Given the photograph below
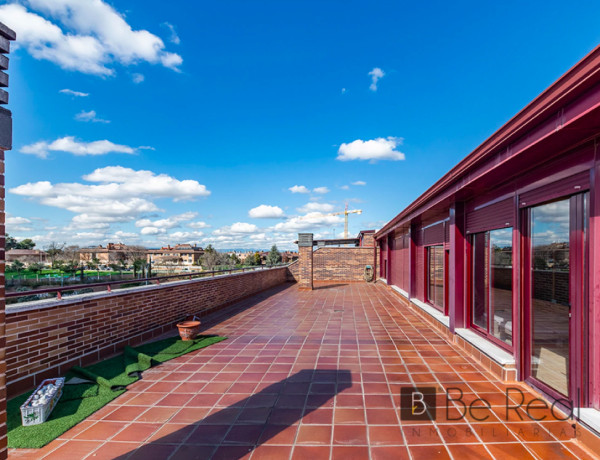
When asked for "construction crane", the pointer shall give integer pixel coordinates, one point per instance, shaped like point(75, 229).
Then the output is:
point(345, 212)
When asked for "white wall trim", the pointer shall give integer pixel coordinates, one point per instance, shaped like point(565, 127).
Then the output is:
point(434, 312)
point(494, 352)
point(402, 292)
point(589, 417)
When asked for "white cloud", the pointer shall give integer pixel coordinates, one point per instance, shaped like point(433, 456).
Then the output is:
point(186, 237)
point(173, 38)
point(84, 35)
point(147, 182)
point(74, 93)
point(376, 74)
point(239, 228)
point(198, 224)
point(18, 224)
point(160, 226)
point(373, 150)
point(17, 221)
point(71, 145)
point(118, 195)
point(152, 230)
point(89, 116)
point(265, 211)
point(310, 221)
point(299, 189)
point(315, 207)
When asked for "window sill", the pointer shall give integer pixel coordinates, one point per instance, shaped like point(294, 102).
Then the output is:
point(432, 311)
point(589, 417)
point(492, 351)
point(402, 292)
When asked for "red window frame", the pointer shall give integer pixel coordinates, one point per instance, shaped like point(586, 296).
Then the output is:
point(427, 283)
point(470, 286)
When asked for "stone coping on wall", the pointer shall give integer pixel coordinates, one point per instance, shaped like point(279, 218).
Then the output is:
point(486, 347)
point(72, 299)
point(589, 417)
point(490, 356)
point(431, 311)
point(400, 291)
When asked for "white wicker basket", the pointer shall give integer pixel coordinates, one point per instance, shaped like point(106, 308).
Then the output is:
point(34, 415)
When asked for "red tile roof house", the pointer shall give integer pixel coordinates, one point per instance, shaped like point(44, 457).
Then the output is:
point(486, 284)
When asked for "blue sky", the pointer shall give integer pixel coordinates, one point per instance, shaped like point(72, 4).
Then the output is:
point(196, 113)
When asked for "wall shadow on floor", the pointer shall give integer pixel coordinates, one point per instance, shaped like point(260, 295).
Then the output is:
point(229, 311)
point(318, 287)
point(246, 424)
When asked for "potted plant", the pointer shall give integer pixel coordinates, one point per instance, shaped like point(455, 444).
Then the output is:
point(189, 328)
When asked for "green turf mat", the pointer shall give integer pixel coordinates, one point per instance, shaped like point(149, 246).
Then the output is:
point(108, 380)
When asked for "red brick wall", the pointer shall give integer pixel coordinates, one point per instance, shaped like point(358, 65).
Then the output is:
point(3, 449)
point(45, 342)
point(293, 273)
point(305, 270)
point(341, 264)
point(368, 240)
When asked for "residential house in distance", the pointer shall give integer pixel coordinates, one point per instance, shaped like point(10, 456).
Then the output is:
point(27, 256)
point(180, 254)
point(289, 256)
point(111, 254)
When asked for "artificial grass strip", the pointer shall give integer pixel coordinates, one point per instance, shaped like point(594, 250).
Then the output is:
point(108, 379)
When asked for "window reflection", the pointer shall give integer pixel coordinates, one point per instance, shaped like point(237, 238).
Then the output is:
point(492, 283)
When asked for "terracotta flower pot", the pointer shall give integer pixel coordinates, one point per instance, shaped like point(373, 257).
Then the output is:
point(188, 330)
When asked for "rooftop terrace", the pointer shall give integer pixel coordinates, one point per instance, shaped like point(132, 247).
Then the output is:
point(314, 374)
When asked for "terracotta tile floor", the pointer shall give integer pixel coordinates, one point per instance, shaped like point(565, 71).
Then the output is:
point(312, 375)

....................

* Directions for this task *
Reproduce the material from the line that has "like point(565, 127)." through the line that has "point(486, 284)", swapping every "pointer" for "locator" and leaving everything else as it is.

* Complete output *
When asked for "white wall trim", the locator shall give integer pixel coordinates, one point per instance, shaped like point(565, 127).
Then the output is:
point(434, 312)
point(494, 352)
point(402, 292)
point(589, 417)
When asked for "white cloud", the locator shall give integer pixel coordinates, one point per instance, shaped like point(433, 456).
Then the output is:
point(186, 237)
point(173, 38)
point(84, 35)
point(147, 182)
point(74, 93)
point(376, 74)
point(239, 228)
point(198, 224)
point(18, 224)
point(160, 226)
point(373, 150)
point(17, 221)
point(71, 145)
point(118, 195)
point(152, 230)
point(89, 116)
point(265, 211)
point(310, 221)
point(299, 189)
point(315, 207)
When asked for "window sill", the locator shall give integer pixel coordinates, one point per instance, shaped like point(294, 102).
Then the output is:
point(432, 311)
point(589, 417)
point(492, 351)
point(402, 292)
When asked for "red window frame", the locator shall give integer pixel coordinates, one point per instance, shaped like point(586, 296).
Then the output is:
point(427, 283)
point(470, 286)
When asked for "stone coping on wall", the locator shall give integer pixel coordinates, one point per instance, shaped like point(279, 218).
Then the output is:
point(486, 347)
point(72, 299)
point(589, 417)
point(490, 356)
point(431, 311)
point(400, 291)
When asked for "white wicker basket", the locator shall give integer pixel coordinates, one point per instance, shaped like point(106, 308).
Then the output is:
point(34, 415)
When asked for "red tile roof house", the locator shall give integer pixel coordinates, one point per instance, shaped like point(44, 457).
Then the output is:
point(486, 284)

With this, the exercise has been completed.